Scan the entries that follow and copy out every line containing "chair".

################

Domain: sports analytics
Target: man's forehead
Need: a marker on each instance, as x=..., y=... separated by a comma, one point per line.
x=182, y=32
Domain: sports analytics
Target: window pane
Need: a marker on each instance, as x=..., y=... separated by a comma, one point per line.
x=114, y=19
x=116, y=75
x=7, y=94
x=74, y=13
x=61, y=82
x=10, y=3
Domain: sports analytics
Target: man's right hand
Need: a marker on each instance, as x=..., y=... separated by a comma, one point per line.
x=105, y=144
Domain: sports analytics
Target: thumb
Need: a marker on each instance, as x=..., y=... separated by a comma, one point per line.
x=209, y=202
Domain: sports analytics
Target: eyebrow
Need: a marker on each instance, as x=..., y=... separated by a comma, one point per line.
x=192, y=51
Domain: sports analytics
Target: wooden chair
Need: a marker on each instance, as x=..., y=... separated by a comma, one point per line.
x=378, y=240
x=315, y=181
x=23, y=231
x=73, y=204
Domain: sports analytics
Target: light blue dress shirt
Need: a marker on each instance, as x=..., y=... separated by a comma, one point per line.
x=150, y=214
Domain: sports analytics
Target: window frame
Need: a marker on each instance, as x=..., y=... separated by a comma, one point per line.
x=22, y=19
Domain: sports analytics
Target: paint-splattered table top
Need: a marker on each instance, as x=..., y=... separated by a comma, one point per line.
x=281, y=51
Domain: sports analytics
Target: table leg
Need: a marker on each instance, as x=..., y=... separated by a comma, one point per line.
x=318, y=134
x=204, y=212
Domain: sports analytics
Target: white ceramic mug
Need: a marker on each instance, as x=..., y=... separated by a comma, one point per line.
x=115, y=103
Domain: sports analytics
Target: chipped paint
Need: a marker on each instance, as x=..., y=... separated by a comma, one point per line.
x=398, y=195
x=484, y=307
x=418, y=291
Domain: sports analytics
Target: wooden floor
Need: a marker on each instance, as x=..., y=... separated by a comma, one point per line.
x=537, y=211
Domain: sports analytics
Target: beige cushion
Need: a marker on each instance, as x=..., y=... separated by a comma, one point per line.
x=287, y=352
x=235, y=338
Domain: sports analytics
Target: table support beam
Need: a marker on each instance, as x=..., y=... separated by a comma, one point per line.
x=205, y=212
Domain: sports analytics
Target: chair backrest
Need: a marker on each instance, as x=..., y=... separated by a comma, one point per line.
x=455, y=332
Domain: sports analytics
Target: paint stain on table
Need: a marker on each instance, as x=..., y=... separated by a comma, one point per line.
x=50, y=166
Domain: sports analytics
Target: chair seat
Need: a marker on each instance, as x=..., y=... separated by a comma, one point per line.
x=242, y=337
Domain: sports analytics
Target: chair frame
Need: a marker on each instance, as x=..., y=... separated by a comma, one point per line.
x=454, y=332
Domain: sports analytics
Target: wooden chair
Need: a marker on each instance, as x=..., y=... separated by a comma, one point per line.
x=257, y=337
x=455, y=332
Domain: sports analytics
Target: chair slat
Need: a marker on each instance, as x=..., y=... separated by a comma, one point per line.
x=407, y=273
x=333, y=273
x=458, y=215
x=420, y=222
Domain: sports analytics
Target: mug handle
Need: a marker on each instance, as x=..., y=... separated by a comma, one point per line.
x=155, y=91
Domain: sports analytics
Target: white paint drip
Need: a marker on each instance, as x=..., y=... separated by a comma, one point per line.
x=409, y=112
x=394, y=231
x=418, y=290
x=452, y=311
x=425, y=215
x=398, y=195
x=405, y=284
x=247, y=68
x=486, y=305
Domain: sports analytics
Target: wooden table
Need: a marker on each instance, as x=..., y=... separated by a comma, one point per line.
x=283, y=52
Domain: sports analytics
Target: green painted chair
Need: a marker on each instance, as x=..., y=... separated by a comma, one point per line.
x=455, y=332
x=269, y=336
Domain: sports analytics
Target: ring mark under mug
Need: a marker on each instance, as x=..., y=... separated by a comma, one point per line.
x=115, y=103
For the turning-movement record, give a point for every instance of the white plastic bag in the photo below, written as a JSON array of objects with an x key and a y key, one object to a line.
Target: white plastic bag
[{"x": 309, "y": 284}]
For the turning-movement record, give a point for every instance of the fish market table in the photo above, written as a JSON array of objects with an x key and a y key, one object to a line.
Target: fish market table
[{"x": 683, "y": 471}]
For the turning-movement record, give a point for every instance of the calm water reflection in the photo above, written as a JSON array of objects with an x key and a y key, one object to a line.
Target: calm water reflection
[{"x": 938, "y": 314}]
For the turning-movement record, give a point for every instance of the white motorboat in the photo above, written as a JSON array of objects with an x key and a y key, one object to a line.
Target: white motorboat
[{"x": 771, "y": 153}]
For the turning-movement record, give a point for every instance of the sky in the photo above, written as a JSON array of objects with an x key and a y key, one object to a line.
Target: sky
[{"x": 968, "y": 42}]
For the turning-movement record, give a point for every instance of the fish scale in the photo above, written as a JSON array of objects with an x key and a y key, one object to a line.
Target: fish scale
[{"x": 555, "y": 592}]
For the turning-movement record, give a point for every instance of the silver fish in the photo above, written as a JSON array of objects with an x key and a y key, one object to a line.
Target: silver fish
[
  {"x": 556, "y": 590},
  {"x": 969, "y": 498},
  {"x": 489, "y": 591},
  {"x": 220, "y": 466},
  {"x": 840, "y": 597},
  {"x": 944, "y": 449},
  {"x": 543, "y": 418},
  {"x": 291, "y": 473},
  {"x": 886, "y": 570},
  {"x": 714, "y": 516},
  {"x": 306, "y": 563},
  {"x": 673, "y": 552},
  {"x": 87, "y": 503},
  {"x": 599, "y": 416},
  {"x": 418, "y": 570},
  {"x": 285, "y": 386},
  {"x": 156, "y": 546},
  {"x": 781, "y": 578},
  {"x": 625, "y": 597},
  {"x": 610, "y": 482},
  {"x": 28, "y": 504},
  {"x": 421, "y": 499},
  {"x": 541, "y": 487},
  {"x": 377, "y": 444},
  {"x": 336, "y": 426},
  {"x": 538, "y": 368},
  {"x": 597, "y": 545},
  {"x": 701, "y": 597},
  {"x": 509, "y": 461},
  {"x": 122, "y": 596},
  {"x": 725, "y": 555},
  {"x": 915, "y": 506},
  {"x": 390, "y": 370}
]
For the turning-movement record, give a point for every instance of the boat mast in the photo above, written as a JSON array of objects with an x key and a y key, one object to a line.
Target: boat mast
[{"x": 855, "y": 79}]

################

Result of this task |
Target: wooden chair
Target: chair backrest
Target: chair seat
Target: chair frame
Target: wooden chair
Target: chair slat
Target: green painted chair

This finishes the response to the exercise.